··· Opgeslagen vermeldingen ···

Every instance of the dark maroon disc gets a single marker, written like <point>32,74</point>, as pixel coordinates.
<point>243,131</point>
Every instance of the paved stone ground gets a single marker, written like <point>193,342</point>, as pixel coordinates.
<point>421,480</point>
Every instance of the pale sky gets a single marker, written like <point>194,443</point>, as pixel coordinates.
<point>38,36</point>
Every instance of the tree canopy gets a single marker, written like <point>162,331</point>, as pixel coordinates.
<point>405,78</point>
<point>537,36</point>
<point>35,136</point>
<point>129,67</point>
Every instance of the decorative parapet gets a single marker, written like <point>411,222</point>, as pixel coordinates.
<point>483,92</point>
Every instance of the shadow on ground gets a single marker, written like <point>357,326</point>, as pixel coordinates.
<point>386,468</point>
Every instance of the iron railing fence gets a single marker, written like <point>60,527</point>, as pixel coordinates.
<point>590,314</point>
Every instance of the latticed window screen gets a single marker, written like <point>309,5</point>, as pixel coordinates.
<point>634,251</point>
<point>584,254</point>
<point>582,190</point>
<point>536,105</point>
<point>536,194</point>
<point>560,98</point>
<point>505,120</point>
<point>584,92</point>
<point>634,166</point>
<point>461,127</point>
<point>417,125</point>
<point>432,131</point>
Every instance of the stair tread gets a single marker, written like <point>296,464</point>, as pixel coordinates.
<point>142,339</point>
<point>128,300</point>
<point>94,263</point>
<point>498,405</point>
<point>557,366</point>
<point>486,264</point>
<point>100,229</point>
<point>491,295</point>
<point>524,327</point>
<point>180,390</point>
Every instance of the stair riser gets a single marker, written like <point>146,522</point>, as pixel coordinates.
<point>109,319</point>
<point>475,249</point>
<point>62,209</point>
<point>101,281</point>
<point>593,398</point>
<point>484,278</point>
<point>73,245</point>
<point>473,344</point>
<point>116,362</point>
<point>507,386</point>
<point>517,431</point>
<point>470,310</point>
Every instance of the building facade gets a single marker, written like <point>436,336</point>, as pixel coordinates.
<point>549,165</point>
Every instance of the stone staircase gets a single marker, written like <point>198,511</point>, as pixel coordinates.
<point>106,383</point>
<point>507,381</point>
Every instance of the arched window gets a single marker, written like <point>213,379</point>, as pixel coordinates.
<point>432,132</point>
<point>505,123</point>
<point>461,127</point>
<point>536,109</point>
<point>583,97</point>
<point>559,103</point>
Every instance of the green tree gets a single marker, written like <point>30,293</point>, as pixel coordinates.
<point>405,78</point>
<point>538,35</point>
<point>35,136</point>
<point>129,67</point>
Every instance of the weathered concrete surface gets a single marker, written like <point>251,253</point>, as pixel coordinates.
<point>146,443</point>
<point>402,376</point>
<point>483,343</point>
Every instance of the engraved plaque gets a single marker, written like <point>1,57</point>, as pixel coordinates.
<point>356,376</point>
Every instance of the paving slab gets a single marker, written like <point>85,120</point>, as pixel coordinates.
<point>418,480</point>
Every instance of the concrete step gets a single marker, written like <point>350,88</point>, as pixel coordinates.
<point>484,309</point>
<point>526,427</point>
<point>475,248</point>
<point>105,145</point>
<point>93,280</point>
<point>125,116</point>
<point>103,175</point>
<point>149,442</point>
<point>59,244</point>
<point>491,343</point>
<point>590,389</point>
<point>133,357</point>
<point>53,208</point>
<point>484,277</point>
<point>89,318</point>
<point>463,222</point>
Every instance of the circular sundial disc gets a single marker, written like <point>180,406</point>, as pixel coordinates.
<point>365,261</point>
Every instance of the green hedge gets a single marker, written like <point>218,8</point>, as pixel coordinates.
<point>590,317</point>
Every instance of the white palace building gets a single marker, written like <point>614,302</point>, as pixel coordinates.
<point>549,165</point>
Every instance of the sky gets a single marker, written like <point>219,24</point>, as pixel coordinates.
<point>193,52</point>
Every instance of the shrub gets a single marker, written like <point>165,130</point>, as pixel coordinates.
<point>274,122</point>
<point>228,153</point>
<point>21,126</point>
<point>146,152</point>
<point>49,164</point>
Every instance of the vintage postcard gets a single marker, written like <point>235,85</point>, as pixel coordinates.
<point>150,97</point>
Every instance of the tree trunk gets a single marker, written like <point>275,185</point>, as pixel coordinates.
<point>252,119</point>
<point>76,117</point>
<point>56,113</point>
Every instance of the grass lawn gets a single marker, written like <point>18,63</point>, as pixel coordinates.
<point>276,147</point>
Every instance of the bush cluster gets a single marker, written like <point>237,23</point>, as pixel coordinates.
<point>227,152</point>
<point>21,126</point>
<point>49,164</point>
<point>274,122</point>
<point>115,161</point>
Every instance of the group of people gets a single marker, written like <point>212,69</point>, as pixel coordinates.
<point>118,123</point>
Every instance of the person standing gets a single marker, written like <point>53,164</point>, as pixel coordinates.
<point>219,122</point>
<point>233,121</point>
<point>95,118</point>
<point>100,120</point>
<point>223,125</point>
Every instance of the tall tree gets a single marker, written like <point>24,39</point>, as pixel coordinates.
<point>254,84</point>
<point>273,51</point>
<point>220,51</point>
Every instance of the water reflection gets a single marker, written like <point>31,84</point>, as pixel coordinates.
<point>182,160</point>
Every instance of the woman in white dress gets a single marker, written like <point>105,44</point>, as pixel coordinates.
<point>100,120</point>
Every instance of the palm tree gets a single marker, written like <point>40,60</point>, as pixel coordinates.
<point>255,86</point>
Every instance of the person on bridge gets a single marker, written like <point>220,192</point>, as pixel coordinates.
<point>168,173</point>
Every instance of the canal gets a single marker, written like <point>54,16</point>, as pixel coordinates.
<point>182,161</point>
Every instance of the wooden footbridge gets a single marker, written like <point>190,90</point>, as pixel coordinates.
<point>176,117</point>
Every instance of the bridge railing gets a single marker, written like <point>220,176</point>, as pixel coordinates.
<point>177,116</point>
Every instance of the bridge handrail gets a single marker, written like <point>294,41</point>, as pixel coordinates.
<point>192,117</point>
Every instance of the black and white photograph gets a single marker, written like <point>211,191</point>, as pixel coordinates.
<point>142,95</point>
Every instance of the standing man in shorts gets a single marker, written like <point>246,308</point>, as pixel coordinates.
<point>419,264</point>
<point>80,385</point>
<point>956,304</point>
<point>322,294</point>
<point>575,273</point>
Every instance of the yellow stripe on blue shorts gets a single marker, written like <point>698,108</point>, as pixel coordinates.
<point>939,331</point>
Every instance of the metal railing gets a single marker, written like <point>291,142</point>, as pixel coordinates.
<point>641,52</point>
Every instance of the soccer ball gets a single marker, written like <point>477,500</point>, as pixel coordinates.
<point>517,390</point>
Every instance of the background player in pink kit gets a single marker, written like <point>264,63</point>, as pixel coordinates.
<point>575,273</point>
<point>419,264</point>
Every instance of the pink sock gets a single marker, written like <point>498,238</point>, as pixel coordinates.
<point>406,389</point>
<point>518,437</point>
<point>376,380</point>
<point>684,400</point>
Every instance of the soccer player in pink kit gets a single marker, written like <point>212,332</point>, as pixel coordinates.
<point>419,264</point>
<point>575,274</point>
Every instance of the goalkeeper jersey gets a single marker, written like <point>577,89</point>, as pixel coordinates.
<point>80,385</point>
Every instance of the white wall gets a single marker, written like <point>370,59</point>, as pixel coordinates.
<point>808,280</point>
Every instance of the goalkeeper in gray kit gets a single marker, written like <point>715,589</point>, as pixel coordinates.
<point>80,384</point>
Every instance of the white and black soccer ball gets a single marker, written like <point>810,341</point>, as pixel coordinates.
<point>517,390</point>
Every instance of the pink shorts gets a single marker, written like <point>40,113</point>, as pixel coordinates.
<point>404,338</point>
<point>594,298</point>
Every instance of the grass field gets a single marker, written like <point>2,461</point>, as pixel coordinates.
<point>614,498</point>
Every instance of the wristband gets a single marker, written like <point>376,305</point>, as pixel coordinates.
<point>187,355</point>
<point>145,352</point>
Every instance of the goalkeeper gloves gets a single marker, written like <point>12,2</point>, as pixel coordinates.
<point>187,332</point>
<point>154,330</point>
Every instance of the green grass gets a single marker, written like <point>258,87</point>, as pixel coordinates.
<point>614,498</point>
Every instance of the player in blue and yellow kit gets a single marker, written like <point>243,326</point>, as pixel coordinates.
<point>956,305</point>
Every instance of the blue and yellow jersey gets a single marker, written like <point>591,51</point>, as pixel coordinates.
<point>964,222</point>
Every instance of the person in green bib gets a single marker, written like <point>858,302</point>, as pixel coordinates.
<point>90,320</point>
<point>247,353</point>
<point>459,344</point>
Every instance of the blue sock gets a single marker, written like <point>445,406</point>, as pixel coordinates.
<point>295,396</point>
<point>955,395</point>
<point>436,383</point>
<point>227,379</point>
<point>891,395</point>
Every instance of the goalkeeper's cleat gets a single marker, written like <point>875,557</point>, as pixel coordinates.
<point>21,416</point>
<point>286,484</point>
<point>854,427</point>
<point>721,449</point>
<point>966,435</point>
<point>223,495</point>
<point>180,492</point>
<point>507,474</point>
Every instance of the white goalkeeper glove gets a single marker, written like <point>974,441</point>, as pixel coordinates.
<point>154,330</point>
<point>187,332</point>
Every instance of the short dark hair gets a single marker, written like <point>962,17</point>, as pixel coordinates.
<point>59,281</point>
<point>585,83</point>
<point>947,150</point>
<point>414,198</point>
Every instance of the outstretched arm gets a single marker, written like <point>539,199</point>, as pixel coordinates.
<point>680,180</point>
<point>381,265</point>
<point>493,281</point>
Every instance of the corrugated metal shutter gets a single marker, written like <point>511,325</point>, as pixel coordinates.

···

**Opdracht**
Geef de regels hierboven ongewijzigd weer, te beginnen bij de regel met "Every instance of the decorative" en eindigend bij de regel met "<point>507,381</point>".

**Antwoord**
Every instance of the decorative parapet gets a single marker, written like <point>411,222</point>, as pixel coordinates.
<point>483,92</point>
Every instance of the shadow on ground gets a single marker, written like <point>357,326</point>, as pixel coordinates.
<point>386,468</point>
Every instance of the iron railing fence gets a single marker, written like <point>60,527</point>, as pixel coordinates.
<point>590,314</point>
Every instance of the latticed window screen gets a single marker, written like <point>309,5</point>, as pixel coordinates.
<point>634,251</point>
<point>584,254</point>
<point>582,190</point>
<point>536,105</point>
<point>536,194</point>
<point>560,98</point>
<point>505,120</point>
<point>584,92</point>
<point>634,166</point>
<point>461,127</point>
<point>417,125</point>
<point>432,131</point>
Every instance of the stair tread gets a single marker, written like <point>296,464</point>, as pixel coordinates.
<point>142,339</point>
<point>128,300</point>
<point>94,263</point>
<point>498,405</point>
<point>557,366</point>
<point>486,264</point>
<point>100,229</point>
<point>491,295</point>
<point>524,327</point>
<point>180,390</point>
Every instance of the stair riser gets a single marker, written like <point>146,522</point>, as pixel coordinates.
<point>109,319</point>
<point>475,249</point>
<point>62,209</point>
<point>101,281</point>
<point>593,398</point>
<point>484,278</point>
<point>73,245</point>
<point>473,344</point>
<point>116,362</point>
<point>507,386</point>
<point>517,431</point>
<point>470,310</point>
Every instance of the building facade gets a single marker, written like <point>436,336</point>, as pixel coordinates.
<point>549,165</point>
Every instance of the stone staircase gets a single marker, written like <point>198,511</point>, as pixel coordinates.
<point>106,383</point>
<point>507,381</point>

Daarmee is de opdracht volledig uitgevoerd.